* BEGIN EXTRACT TO READ *

Sunday, March 23, 2014

The Secret Lives of Trees




For my father, the very first tree hugger I knew

Born 50 years ago in the center of North America, I grew up in country that just 250 years earlier had been thick with trees. These were not the enormous redwoods, spruce and cedars of the northwest coast from California to British Columbia and Alaska, but they must have been spectacular mature hardwood forests, concatenations of varieties of maples, oaks, and buckeyes, as well as sycamores, black cherry trees, pawpaws, poplars, dogwoods, sumacs, sour gums and sassafras, alternating with grasslands and prairies. Wildcats, bears, deer, wolves and wild boars lived in those forests, as did many varieties of smaller mammals and birds, and fish filled the streams and rivers.



People have inhabited this region since 13,000BC; the landscape is strewn with human leavings, from burial mounds and religious items to networks of trails and evidence of land clearings, longhouses and palisades, and various sorts of agriculture and warfare. Near waterways, some first nations cleared fields and planted them with the "three sisters:" corn, and varieties of beans and squash, as well as turnips, cabbage, parsnips, sweet potatoes, yams, potatoes, onions, and leeks; maple sap was also harvested and boiled to make maple syrup; first people also survived by gathering the wild rice that grew near the great lakes, hunting game, stockpiling nuts and berries, and trading footstuffs and other materials.



According to environmental historians, before the mass clearings of the 19th and 20th centuries, the rivers were slow and deep and well sheltered--more conducive to passage by small boats than they are today. Despite the richness of the land--or perhaps because of it, these were not peaceful spaces: at least seventeen nations occupied the land of present day Ohio when European settlers began to arrive, and the histories of strife between one people and another seamed the landscape.




Older nations and newer settlers simply divided themselves up into new alliances as newer settlers arrived, but many of the older battles continued:between the Algonquin speaking Shawnee, the Iriquoian speaking Haudenosaunee, and the Wendat or Huron; between the English and the French; and between human bodies, smallpox and tuberculosis.* By the 1840s, in the wake of the the Indian Removal Act of 1830, white American settlers had compelled Native Americans to cede all of their Ohio land and move westward, to the plains of Missouri, Kansas and Oklahoma, or as it was then known, "Indian territory." With this forced human migration of the last of its earlier inhabitants, the clearing of the land began in earnest.

* END EXTRACT TO READ *

● **PROMPT A**
Collect every line in the records that contains the word "water", treating uppercase and lowercase as different.
The tree essay and the records were drawn from separate sources.

* BEGIN ROWS *

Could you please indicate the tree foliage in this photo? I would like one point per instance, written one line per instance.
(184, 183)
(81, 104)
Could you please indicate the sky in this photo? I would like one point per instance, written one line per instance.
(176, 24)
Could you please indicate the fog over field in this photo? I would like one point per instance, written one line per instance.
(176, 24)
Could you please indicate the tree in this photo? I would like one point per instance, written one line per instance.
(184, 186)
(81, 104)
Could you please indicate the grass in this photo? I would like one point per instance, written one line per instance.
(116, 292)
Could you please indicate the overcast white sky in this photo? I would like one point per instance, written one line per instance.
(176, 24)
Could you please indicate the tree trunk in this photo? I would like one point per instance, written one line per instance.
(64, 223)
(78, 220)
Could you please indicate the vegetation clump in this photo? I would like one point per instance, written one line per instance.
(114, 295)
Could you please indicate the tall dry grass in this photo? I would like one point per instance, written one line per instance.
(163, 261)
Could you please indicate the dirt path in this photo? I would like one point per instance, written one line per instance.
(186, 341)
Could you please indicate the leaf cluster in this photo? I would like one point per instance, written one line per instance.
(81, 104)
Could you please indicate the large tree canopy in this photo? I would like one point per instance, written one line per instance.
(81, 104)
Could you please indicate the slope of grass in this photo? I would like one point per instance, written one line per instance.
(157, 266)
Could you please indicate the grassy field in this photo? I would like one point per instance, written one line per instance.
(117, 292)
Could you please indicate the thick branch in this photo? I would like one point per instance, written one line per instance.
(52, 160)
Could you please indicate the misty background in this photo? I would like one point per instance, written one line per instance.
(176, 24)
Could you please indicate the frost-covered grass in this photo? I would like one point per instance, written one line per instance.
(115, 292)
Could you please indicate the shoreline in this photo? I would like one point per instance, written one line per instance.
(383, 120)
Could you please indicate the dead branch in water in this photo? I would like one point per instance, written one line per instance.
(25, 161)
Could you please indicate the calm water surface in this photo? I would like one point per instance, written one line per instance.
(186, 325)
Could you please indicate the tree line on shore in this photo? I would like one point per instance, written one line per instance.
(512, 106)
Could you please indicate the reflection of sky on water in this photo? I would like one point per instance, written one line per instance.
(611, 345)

* END ROWS *

● **PROMPT B**
Pick up the tree essay after its final sentence and keep writing it.

● **TASK ANSWER A**
Could you please indicate the dead branch in water in this photo? I would like one point per instance, written one line per instance.
Could you please indicate the calm water surface in this photo? I would like one point per instance, written one line per instance.
Could you please indicate the reflection of sky on water in this photo? I would like one point per instance, written one line per instance.

● **TASK ANSWER B**
By the time I was a child, in the 1960s and '70s, the once vast forests had long disappeared; so too had some of the farms that had supplanted them. Where there weren't significant concentrations of settlement, whole swathes of land were being strip-mined for coal and turned to dust.  Highways ribboned through this moonscape; enroute to my paternal grandfather's house, we passed through miles of mud, not a tree or even a blade of grass in sight.




But then the environmental movement gained traction. In the 1970s, new laws compelled strip-miners to remediate the land, to plant trees and grass, to ensure that the once fecund topsoil of the Ohio Valley didn't blow entirely away, leaving nothing behind but stony cracked earth. Plant life recolonized the ground; the rolling forms of the hills were once again visible beneath a carpet of green. Trees filled the medians, grew taller, and clustered in valleys, along streams, and at the borders of public and private land.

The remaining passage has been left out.